• **EXCERPTED RECORDS**:
* * * * * * *

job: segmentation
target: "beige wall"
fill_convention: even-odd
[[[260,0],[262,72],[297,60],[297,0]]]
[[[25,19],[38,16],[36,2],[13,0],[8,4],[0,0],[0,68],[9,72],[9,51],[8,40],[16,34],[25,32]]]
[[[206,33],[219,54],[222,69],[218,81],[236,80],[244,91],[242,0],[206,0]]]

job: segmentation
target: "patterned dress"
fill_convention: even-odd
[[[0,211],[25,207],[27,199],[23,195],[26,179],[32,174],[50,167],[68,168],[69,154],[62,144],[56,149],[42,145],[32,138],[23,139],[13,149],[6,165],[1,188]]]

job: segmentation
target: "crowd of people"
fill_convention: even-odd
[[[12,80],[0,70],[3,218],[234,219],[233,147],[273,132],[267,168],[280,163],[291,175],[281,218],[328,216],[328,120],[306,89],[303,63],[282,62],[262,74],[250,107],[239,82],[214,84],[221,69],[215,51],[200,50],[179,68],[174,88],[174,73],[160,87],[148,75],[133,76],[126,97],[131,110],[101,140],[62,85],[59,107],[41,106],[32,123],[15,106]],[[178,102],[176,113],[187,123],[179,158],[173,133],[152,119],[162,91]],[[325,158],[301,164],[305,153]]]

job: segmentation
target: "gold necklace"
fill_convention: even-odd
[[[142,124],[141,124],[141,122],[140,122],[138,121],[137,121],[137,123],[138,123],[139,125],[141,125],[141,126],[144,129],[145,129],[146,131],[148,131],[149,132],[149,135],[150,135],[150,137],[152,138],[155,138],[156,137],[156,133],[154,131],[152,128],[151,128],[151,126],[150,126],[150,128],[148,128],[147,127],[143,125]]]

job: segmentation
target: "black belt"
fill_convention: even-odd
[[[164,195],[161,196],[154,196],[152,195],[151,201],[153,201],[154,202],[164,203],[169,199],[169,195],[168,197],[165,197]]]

* * * * * * *

• **TASK DETAILS**: Print again each line of the listing above, exactly as it appears.

• **EXERCISE SOLUTION**:
job: segmentation
target: "beige wall"
fill_convention: even-odd
[[[260,0],[262,72],[297,60],[297,0]]]
[[[25,19],[38,16],[36,2],[13,0],[8,4],[0,0],[0,68],[9,72],[9,51],[8,40],[16,34],[25,32]]]
[[[206,33],[219,54],[222,69],[218,81],[236,80],[244,91],[242,0],[206,0]]]

job: segmentation
target: "patterned dress"
fill_convention: even-odd
[[[0,211],[25,207],[27,199],[23,195],[26,179],[32,174],[50,167],[68,168],[69,154],[62,144],[56,149],[42,145],[32,138],[23,139],[13,149],[6,165],[1,188]]]

job: segmentation
target: "crowd of people"
fill_convention: even-odd
[[[12,80],[0,70],[3,218],[234,219],[233,147],[273,132],[267,168],[280,163],[291,175],[281,218],[328,216],[328,120],[306,89],[303,63],[282,62],[262,74],[250,107],[239,82],[214,84],[221,69],[215,51],[200,50],[179,68],[174,88],[174,73],[160,87],[148,75],[133,76],[126,97],[131,110],[101,140],[62,85],[59,107],[41,106],[32,123],[15,106]],[[178,102],[176,113],[187,123],[179,158],[173,133],[152,119],[162,91]],[[325,158],[301,164],[305,153]]]

job: segmentation
target: "gold necklace"
fill_convention: even-odd
[[[142,124],[141,124],[141,122],[140,122],[138,121],[137,121],[137,123],[138,123],[139,125],[141,125],[141,126],[144,129],[145,129],[146,131],[148,131],[149,132],[149,135],[150,135],[150,137],[152,138],[155,138],[156,137],[156,133],[154,131],[152,128],[151,128],[151,126],[150,126],[150,128],[148,128],[147,127],[143,125]]]

job: segmentation
target: "black belt"
fill_convention: even-odd
[[[164,195],[161,196],[154,196],[152,195],[151,201],[153,201],[154,202],[164,203],[169,199],[169,195],[168,197],[165,197]]]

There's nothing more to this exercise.